AIM OF THE TASK = Count the lines in the rows below that contain the word "hair" and give only that number.

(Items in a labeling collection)
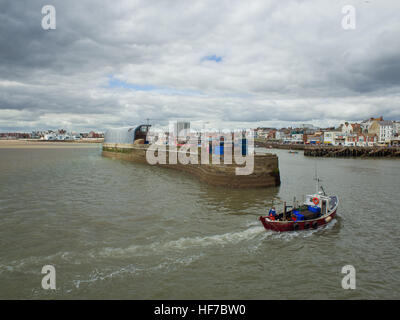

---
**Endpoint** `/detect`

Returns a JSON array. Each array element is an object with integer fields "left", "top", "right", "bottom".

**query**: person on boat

[{"left": 268, "top": 207, "right": 276, "bottom": 220}]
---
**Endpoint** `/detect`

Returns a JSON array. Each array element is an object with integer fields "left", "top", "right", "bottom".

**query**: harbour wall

[
  {"left": 254, "top": 139, "right": 305, "bottom": 150},
  {"left": 102, "top": 143, "right": 281, "bottom": 188},
  {"left": 304, "top": 146, "right": 400, "bottom": 158}
]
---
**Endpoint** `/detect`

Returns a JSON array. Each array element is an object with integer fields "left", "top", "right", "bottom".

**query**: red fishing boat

[{"left": 259, "top": 180, "right": 339, "bottom": 232}]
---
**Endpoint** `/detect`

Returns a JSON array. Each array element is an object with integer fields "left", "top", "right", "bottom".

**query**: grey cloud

[{"left": 0, "top": 0, "right": 400, "bottom": 130}]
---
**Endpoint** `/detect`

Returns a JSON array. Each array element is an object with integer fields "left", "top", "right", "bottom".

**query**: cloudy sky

[{"left": 0, "top": 0, "right": 400, "bottom": 131}]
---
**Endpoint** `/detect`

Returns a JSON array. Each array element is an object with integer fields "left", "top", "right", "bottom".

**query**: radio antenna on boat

[{"left": 314, "top": 162, "right": 325, "bottom": 193}]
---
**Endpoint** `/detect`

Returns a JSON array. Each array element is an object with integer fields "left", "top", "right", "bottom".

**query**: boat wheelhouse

[{"left": 259, "top": 191, "right": 339, "bottom": 232}]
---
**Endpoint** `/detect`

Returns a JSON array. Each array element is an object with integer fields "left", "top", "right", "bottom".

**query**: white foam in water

[
  {"left": 99, "top": 226, "right": 265, "bottom": 256},
  {"left": 72, "top": 254, "right": 203, "bottom": 292}
]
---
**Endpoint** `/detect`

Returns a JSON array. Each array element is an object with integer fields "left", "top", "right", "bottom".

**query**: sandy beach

[{"left": 0, "top": 139, "right": 102, "bottom": 149}]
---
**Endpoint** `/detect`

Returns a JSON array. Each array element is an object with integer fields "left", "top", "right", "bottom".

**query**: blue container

[
  {"left": 293, "top": 210, "right": 304, "bottom": 221},
  {"left": 214, "top": 146, "right": 224, "bottom": 155},
  {"left": 308, "top": 206, "right": 321, "bottom": 213},
  {"left": 242, "top": 138, "right": 247, "bottom": 156}
]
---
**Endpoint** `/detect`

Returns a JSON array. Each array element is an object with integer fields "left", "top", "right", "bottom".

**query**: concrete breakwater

[
  {"left": 304, "top": 146, "right": 400, "bottom": 158},
  {"left": 102, "top": 143, "right": 281, "bottom": 188}
]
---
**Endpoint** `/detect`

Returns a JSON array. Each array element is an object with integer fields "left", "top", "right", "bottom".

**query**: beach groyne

[
  {"left": 304, "top": 146, "right": 400, "bottom": 158},
  {"left": 102, "top": 143, "right": 281, "bottom": 188}
]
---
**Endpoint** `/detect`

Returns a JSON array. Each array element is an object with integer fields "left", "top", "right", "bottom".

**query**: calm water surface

[{"left": 0, "top": 145, "right": 400, "bottom": 299}]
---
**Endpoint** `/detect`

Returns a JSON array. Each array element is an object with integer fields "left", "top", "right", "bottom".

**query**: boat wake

[{"left": 97, "top": 225, "right": 265, "bottom": 257}]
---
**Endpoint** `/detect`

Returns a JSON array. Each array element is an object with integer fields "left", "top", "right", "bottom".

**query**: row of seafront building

[
  {"left": 254, "top": 117, "right": 400, "bottom": 147},
  {"left": 0, "top": 129, "right": 104, "bottom": 141}
]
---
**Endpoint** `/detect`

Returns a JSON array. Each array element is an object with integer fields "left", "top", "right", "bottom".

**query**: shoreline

[{"left": 0, "top": 139, "right": 101, "bottom": 149}]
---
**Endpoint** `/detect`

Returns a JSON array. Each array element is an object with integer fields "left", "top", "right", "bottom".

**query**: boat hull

[{"left": 259, "top": 208, "right": 337, "bottom": 232}]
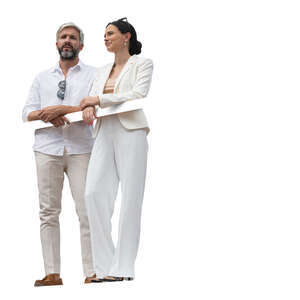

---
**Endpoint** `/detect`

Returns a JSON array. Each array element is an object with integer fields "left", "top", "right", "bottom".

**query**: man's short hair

[{"left": 56, "top": 22, "right": 84, "bottom": 45}]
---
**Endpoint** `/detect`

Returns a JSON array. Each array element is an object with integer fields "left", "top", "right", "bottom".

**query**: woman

[{"left": 80, "top": 18, "right": 153, "bottom": 282}]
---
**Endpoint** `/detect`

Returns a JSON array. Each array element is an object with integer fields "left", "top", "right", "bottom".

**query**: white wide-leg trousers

[
  {"left": 35, "top": 152, "right": 95, "bottom": 276},
  {"left": 85, "top": 116, "right": 148, "bottom": 278}
]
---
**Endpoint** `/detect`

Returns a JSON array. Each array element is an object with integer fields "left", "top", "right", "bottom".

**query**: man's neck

[{"left": 59, "top": 57, "right": 79, "bottom": 77}]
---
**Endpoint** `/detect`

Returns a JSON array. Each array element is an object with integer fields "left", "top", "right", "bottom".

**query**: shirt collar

[{"left": 51, "top": 60, "right": 84, "bottom": 73}]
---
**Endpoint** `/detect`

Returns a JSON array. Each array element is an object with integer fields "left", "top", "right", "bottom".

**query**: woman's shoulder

[{"left": 134, "top": 55, "right": 153, "bottom": 65}]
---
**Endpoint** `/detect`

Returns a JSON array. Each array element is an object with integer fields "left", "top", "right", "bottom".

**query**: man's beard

[{"left": 58, "top": 44, "right": 79, "bottom": 60}]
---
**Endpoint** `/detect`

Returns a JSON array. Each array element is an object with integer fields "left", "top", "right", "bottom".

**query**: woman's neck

[{"left": 115, "top": 48, "right": 130, "bottom": 66}]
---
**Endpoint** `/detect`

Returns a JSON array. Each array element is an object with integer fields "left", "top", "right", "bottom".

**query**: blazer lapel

[
  {"left": 114, "top": 55, "right": 136, "bottom": 91},
  {"left": 98, "top": 63, "right": 114, "bottom": 94}
]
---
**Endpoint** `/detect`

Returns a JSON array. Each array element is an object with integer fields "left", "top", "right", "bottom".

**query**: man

[{"left": 23, "top": 23, "right": 95, "bottom": 286}]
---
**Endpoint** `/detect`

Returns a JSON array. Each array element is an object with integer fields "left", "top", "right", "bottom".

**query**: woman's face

[{"left": 104, "top": 24, "right": 130, "bottom": 53}]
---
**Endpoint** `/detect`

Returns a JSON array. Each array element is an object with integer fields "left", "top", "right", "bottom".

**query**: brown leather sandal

[{"left": 34, "top": 273, "right": 63, "bottom": 286}]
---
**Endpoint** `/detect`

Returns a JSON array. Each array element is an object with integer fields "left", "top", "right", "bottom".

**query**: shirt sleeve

[
  {"left": 22, "top": 77, "right": 41, "bottom": 122},
  {"left": 99, "top": 59, "right": 153, "bottom": 106}
]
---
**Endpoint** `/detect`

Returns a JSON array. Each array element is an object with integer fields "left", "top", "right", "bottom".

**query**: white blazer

[{"left": 90, "top": 55, "right": 153, "bottom": 134}]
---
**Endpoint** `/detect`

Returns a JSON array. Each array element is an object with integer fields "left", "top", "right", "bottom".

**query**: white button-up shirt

[{"left": 22, "top": 61, "right": 96, "bottom": 156}]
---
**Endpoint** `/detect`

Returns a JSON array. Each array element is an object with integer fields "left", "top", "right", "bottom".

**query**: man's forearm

[
  {"left": 27, "top": 110, "right": 42, "bottom": 121},
  {"left": 27, "top": 105, "right": 81, "bottom": 121},
  {"left": 59, "top": 105, "right": 81, "bottom": 115}
]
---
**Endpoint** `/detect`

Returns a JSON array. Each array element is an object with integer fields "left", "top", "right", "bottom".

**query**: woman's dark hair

[{"left": 106, "top": 18, "right": 142, "bottom": 55}]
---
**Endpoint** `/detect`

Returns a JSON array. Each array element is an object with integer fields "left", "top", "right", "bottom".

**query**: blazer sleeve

[{"left": 99, "top": 59, "right": 153, "bottom": 106}]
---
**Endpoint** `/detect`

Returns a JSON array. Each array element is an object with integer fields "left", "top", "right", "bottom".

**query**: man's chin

[{"left": 60, "top": 51, "right": 76, "bottom": 60}]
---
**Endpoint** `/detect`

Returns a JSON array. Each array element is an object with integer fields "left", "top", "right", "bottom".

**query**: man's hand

[
  {"left": 39, "top": 105, "right": 63, "bottom": 122},
  {"left": 80, "top": 96, "right": 100, "bottom": 110},
  {"left": 82, "top": 106, "right": 96, "bottom": 125},
  {"left": 50, "top": 116, "right": 70, "bottom": 127}
]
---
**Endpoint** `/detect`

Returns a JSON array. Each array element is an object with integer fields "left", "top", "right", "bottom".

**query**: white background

[{"left": 0, "top": 0, "right": 300, "bottom": 300}]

ANSWER IN FULL = 2